Selected excerpt:
Indian companies are increasingly interested in tapping into the alluring Mexican and Latin American pharmaceutical markets. The general manager of the API and drug producer discusses the vision behind the establishment of operations in Mexico, the company’s achievements so far and its future plans to consolidate local manufacturing and launch new products.
What was the strategic vision behind the establishment of Hetero’s operations in Mexico?
Hetero was born in the year 1993 as a small API unit in Hyderabad, India, from the vision of Dr. B.P.S. Reddy. Today, with USD 1 billion global sales and products marketed in more than 130 countries worldwide, Hetero is a vertically integrated global company focused on the development, manufacturing and marketing of APIs (active pharmaceutical ingredients), intermediate chemicals and finished products. The company is interested in expanding its business and is eyeing at the markets, which offer the best growth opportunities worldwide, including Mexico.
When I was appointed as general manager back in 2011, the headquarters entrusted me with the mission of starting a sustainable long-term business with strategic partners in Mexico. The company chose the country mainly because of the great work done by Mikel Arriola at COFEPRIS (the Federal Commission for the Protection against Sanitary Risk) to create a solid regulatory environment for the pharmaceutical industry.

Given information:
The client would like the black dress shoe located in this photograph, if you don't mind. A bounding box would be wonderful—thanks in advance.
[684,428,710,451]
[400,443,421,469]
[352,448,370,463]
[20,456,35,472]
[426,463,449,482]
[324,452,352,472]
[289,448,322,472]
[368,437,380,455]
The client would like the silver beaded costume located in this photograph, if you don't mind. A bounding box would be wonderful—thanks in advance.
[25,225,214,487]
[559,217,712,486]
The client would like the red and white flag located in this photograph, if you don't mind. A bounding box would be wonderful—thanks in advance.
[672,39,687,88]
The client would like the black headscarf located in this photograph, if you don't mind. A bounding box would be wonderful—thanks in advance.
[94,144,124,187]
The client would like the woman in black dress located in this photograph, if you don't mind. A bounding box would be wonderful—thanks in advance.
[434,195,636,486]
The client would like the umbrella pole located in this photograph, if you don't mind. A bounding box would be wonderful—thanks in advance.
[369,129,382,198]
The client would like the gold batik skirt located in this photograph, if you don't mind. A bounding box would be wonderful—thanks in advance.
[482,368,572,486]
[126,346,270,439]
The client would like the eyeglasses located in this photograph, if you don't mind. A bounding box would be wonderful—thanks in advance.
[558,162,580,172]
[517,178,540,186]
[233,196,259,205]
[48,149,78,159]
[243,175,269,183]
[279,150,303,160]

What to work on:
A. According to the interview about Hetero's operations in Mexico, in what year and where was Hetero founded?
B. Write the next few sentences of the interview about Hetero's operations in Mexico, picking up right after its final sentence.
The material above comes from a separate source and has no connection to the interview about Hetero's operations in Mexico.

Per-task outputs:
A. Hetero was founded in 1993 as a small API unit in Hyderabad, India.

B.
Also, Mexico represents a strategic hub to access and control further operations in Latin America. We already started a small office in Colombia and are looking to recruit people in Chile and Peru – the countries the company is currently interested in. Argentina and Brazil are indeed larger markets, but respectively instable and very protectionist, so not priority for the moment.
What was the main challenge you faced when starting operations?
The API market is not as regulated as the pharmaceutical market. Actually, you have manufacturers that explicitly produce for non-regulated markets and competition from Asian manufacturers is fierce. Hetero is a company, which complies with all best manufacturing practices required by the industry, so does not offer a cheap product. Yet, we offer advantages in the mid-to-long term, as due to the high-quality of ingredients, the quality assurance process is more effective, the renovation of registers faster and documentation more transparent. Our first challenge was to make this understand to the Mexican market and especially to national manufacturers. Negotiations with multinational drug companies are usually easier, as they have fixed requirements to comply with when purchasing APIs, so price plays a secondary role. Local manufacturers, though, mainly go for cost. And when the purchaser is someone from administration, quality may be sacrificed.
What have been the most important achievements of the company so far in the Mexican market?
At the beginning our business development and marketing area started focusing on the core of the company – the API segment – and started negotiations with local and multinational drug manufacturers. Three years later, we have business-to-business contracts with twelve companies – seven locals and five multinationals, nearly 50 products negotiated and agreed, 22 registers and eight of our production plants in India already inspected and approved by COFEPRIS. We hope to end 2014 with 50 registers and plan to hit the 100 quota by 2015.
Over the past few years Mexico has lured several pharmaceutical companies from India. What is the key to success of Hetero?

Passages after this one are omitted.